**GIVEN REQUEST**
Extract each line of the data below exactly as written.

** START OF RECORD EXTRACTS **

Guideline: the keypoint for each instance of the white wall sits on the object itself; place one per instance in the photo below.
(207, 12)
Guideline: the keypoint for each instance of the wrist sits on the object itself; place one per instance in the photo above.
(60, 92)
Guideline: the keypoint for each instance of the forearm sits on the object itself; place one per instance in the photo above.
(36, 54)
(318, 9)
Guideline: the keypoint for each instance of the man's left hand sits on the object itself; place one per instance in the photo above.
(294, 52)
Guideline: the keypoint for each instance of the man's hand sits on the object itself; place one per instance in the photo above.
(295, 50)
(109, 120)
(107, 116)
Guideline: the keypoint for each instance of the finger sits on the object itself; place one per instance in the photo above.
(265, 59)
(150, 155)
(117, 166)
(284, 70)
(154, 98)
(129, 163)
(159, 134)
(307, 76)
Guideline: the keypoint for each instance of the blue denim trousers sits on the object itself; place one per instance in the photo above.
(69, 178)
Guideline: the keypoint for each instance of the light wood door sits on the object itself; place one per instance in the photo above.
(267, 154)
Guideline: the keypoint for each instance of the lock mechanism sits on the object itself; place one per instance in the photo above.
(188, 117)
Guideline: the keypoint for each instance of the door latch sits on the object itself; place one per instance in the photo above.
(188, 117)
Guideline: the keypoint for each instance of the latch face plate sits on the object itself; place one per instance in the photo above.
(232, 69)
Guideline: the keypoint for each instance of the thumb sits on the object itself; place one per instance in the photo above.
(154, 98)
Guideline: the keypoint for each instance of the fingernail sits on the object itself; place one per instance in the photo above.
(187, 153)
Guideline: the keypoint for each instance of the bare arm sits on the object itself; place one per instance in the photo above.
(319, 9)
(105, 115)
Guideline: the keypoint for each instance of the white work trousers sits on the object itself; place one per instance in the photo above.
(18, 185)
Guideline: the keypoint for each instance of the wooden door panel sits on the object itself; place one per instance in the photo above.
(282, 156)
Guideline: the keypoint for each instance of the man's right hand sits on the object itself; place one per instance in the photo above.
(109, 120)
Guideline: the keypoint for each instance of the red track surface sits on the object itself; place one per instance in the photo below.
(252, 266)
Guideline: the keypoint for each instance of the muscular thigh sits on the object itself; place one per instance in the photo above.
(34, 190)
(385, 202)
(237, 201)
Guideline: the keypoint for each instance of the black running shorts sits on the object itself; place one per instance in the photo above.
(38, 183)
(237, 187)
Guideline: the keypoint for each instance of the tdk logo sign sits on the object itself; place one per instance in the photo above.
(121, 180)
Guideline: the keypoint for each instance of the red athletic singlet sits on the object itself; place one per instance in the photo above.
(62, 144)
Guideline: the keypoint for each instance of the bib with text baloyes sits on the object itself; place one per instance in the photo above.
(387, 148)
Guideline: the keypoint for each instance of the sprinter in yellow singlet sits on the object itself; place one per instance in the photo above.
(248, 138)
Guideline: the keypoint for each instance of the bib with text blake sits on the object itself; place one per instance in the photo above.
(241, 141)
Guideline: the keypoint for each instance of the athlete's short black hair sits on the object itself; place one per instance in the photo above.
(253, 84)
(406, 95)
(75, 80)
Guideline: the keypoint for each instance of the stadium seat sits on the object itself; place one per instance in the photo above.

** END OF RECORD EXTRACTS **

**TASK OUTPUT**
Guideline: the keypoint for each instance of the white wall sits on the object itself; place one per instance in the photo below.
(207, 12)
Guideline: the keypoint for each instance of the wrist sits on the object itself; place one per instance in the photo above.
(60, 92)
Guideline: the keypoint for each instance of the forearm sits on the object itself; place one per instance in the photo above.
(36, 54)
(318, 9)
Guideline: the keypoint for each instance of the man's left hand sits on the object itself; place one per instance in the photo above.
(294, 52)
Guideline: the keypoint for each instance of the man's hand sits on the object itself; place one per instance in the photo above.
(295, 50)
(109, 120)
(107, 116)
Guideline: the keypoint for each instance of the finger sits on the object itself; place one per instance in the photo above.
(265, 59)
(150, 155)
(117, 166)
(284, 70)
(154, 98)
(129, 163)
(159, 134)
(307, 76)
Guideline: the keypoint for each instance of the blue denim trousers sits on the object itself; place one per instance in the photo above.
(69, 178)
Guideline: the keypoint for each instance of the light wood door sits on the object itself; place one per instance in the photo above.
(267, 154)
Guideline: the keypoint for each instance of the lock mechanism sits on the object itself; place one per instance in the photo above.
(188, 117)
Guideline: the keypoint for each instance of the door latch sits on the object itself; place one per instance in the photo above.
(188, 117)
Guideline: the keypoint for each instance of the latch face plate sits on the object itself; place one per instance in the photo above.
(232, 69)
Guideline: the keypoint for each instance of the thumb sits on the object itself; place one per instance in the photo above.
(154, 98)
Guideline: the keypoint for each instance of the fingernail sits on the object itself; place one per instance in the photo above.
(187, 153)
Guideline: the keypoint for each instance of the bare arm sits on the object itself; place one per instance in the photo above.
(319, 9)
(105, 115)
Guideline: the keypoint for each instance of the white work trousers sits on the object itself; place one per instance in the photo above.
(18, 185)
Guideline: the keypoint for each instance of the wooden door panel sits on the object itself; place one per instance in the photo above.
(282, 156)
Guideline: the keypoint for each instance of the man's right hand sits on the object itself; place one per instance in the photo above.
(109, 120)
Guideline: the keypoint for each instance of the red track surface sits on the object itself; place one per instance in the photo below.
(252, 266)
Guideline: the keypoint for each instance of the muscular thigh sits on the object itself; place one per instance in the photo above.
(34, 190)
(385, 202)
(237, 201)
Guideline: the keypoint for each instance of the black running shorts sits on the object itself; place one per instance in the photo above.
(38, 183)
(237, 187)
Guideline: the keypoint for each instance of the tdk logo sign sits on the object itself; place one per instance in the photo above.
(121, 180)
Guideline: the keypoint for each instance of the red athletic singlet sits on the object itself; place one per instance in the photo above.
(62, 144)
Guideline: the keypoint for each instance of the bib with text baloyes sits on the object itself; place one per instance in the photo above.
(387, 148)
Guideline: the keypoint for each instance of the sprinter in yellow singlet sits on the object itself; place one per instance in the photo above.
(248, 138)
Guideline: the keypoint for each instance of the bib with text blake sits on the object itself; place one per instance in the photo above.
(241, 141)
Guideline: the keypoint for each instance of the athlete's short black hair sits on the object itself; place one per instance in the photo above.
(253, 84)
(406, 95)
(75, 80)
Guideline: the keypoint for each instance of the stadium seat sits on the object itself; place one per instance in the photo above.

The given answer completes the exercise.